TO BE DONE: Include in the output the line containing "Target: shirtless man" and each subsequent line of the records, through the end, transcribed exactly. Add nothing else.

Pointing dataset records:
━━━━━━━━
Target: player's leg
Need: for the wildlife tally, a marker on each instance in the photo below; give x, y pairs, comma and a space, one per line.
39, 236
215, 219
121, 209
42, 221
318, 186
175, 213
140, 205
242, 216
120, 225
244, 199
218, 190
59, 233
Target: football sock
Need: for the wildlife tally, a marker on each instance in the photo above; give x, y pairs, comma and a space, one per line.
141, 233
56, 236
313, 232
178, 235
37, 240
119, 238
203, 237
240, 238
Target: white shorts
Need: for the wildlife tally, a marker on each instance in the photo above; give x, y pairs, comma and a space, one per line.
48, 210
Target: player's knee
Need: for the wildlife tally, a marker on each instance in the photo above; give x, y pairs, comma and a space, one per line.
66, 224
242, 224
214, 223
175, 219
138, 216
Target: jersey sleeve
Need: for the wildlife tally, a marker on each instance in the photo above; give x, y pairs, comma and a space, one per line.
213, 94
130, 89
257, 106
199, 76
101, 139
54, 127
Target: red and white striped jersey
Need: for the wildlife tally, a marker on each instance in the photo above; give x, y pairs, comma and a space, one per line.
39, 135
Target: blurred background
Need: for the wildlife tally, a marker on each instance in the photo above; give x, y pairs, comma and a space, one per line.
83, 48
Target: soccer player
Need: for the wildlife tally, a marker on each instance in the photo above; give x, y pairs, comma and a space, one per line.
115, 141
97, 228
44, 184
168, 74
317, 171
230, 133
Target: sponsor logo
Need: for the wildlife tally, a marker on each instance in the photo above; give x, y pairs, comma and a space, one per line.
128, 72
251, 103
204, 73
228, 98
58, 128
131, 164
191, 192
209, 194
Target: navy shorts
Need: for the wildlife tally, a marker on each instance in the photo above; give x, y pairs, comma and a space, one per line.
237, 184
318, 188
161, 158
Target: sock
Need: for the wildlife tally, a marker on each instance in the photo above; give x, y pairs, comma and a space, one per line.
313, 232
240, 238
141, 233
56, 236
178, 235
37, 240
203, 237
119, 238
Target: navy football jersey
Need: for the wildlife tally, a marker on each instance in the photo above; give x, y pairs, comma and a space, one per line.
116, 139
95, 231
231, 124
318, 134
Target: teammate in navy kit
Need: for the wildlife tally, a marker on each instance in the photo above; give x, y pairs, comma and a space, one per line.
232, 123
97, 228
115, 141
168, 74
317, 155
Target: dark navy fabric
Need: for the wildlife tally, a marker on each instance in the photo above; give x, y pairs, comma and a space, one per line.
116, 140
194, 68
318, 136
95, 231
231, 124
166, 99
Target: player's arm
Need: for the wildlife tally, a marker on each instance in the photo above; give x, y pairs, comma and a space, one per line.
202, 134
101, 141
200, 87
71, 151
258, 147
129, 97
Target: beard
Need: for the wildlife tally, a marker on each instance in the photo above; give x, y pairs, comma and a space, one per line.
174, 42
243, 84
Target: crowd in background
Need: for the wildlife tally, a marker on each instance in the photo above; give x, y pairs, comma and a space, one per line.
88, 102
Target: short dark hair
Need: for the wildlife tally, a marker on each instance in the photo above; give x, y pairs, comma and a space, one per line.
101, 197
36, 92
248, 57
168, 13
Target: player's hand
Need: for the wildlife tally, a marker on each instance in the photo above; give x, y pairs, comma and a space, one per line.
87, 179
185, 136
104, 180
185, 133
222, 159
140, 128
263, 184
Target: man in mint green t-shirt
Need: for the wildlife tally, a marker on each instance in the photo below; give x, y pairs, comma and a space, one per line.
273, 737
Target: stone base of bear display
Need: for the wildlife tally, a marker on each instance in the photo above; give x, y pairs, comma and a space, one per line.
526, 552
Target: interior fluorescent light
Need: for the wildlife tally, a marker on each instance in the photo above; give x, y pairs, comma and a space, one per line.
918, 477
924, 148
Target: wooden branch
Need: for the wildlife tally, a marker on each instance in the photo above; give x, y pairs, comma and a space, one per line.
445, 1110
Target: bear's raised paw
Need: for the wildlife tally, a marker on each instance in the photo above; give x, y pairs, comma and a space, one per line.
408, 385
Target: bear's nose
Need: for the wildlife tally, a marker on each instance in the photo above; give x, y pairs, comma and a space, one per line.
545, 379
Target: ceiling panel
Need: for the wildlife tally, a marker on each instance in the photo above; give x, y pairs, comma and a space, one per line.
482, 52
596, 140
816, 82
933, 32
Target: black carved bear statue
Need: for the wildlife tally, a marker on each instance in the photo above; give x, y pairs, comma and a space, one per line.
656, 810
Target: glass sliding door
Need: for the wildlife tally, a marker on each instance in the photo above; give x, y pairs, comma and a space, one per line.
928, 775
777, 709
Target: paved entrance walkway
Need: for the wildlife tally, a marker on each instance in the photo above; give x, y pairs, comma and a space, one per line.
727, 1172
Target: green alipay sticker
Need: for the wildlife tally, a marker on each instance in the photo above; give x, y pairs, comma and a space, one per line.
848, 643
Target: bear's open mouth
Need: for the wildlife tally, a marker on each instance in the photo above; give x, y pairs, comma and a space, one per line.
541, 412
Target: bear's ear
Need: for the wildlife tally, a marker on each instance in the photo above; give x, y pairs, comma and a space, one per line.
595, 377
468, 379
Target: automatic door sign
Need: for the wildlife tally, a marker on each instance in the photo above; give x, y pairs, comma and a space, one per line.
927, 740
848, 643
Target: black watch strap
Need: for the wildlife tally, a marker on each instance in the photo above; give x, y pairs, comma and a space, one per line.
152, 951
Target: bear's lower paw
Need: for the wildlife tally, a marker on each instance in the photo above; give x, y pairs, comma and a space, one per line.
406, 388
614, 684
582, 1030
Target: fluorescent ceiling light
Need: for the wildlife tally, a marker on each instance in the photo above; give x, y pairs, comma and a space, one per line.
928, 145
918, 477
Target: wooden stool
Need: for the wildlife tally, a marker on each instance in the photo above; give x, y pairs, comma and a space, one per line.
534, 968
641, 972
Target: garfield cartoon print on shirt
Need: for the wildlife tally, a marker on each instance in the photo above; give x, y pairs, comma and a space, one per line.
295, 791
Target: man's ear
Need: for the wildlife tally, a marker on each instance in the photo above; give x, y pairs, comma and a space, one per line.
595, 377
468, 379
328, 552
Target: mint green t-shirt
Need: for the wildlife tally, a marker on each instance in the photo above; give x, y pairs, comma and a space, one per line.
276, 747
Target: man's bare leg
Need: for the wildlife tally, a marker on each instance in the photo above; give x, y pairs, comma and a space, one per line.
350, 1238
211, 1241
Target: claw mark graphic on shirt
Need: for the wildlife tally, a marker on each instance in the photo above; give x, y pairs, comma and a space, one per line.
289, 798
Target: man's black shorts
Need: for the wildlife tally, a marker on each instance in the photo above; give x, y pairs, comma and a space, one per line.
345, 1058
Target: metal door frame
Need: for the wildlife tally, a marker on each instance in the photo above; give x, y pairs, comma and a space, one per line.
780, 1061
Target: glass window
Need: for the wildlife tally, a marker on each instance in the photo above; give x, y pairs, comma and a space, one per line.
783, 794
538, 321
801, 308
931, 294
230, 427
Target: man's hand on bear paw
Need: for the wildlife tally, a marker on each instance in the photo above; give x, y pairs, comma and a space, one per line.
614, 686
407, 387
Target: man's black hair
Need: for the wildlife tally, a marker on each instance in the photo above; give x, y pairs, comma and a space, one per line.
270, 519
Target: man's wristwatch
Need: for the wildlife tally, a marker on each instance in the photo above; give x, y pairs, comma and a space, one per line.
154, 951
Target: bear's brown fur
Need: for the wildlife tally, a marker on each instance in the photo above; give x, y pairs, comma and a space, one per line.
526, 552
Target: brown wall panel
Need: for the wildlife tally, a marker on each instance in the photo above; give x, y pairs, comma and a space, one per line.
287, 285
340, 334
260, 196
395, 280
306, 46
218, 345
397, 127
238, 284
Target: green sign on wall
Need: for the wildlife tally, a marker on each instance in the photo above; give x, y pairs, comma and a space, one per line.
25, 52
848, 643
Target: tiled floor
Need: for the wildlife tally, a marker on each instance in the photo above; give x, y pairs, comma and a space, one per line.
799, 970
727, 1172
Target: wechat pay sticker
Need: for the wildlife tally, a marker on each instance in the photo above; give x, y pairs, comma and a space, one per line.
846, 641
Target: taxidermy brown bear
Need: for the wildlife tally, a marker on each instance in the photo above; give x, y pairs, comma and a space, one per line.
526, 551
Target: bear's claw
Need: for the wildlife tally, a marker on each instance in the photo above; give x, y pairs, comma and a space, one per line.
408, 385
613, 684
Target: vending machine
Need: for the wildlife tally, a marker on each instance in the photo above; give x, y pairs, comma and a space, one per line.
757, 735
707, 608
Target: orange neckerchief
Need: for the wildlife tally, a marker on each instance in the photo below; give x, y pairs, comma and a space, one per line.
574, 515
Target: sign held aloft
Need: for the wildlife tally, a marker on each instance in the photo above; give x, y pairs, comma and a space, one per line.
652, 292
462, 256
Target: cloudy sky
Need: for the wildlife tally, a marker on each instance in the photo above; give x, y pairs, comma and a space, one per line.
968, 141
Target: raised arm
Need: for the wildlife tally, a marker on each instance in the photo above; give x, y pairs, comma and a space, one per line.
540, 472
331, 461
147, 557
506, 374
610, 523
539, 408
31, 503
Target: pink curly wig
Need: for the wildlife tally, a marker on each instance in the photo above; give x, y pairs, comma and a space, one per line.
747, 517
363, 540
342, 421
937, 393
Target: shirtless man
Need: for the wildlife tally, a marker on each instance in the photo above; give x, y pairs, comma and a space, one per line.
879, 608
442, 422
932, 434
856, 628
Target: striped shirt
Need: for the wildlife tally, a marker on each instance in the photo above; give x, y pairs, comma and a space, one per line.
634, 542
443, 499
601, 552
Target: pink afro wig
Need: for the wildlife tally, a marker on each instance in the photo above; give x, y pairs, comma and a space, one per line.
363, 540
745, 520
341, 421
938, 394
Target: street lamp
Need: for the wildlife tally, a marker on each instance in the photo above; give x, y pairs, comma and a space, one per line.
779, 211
━━━━━━━━
RESPONSE:
Target: shirtless man
Need: for the wildlife tally, a marker on each instance in the photo above; give x, y pairs, comma and a space, one per line.
879, 608
442, 422
932, 434
856, 628
Target: striped shirt
Need: for the wildlife tally, a marker on each instance in the photo above; give x, y pairs, comma and a space, one per line.
634, 542
443, 499
601, 552
Target: pink afro wig
Need: for the wildlife tally, a marker on each instance in the photo above; give x, y pairs, comma and a space, one per line.
363, 540
745, 520
341, 421
938, 394
Target: street lamp
Need: for the wildlife tally, a marker on each instance in the photo above; give x, y pairs, comma and a space, one per line.
779, 211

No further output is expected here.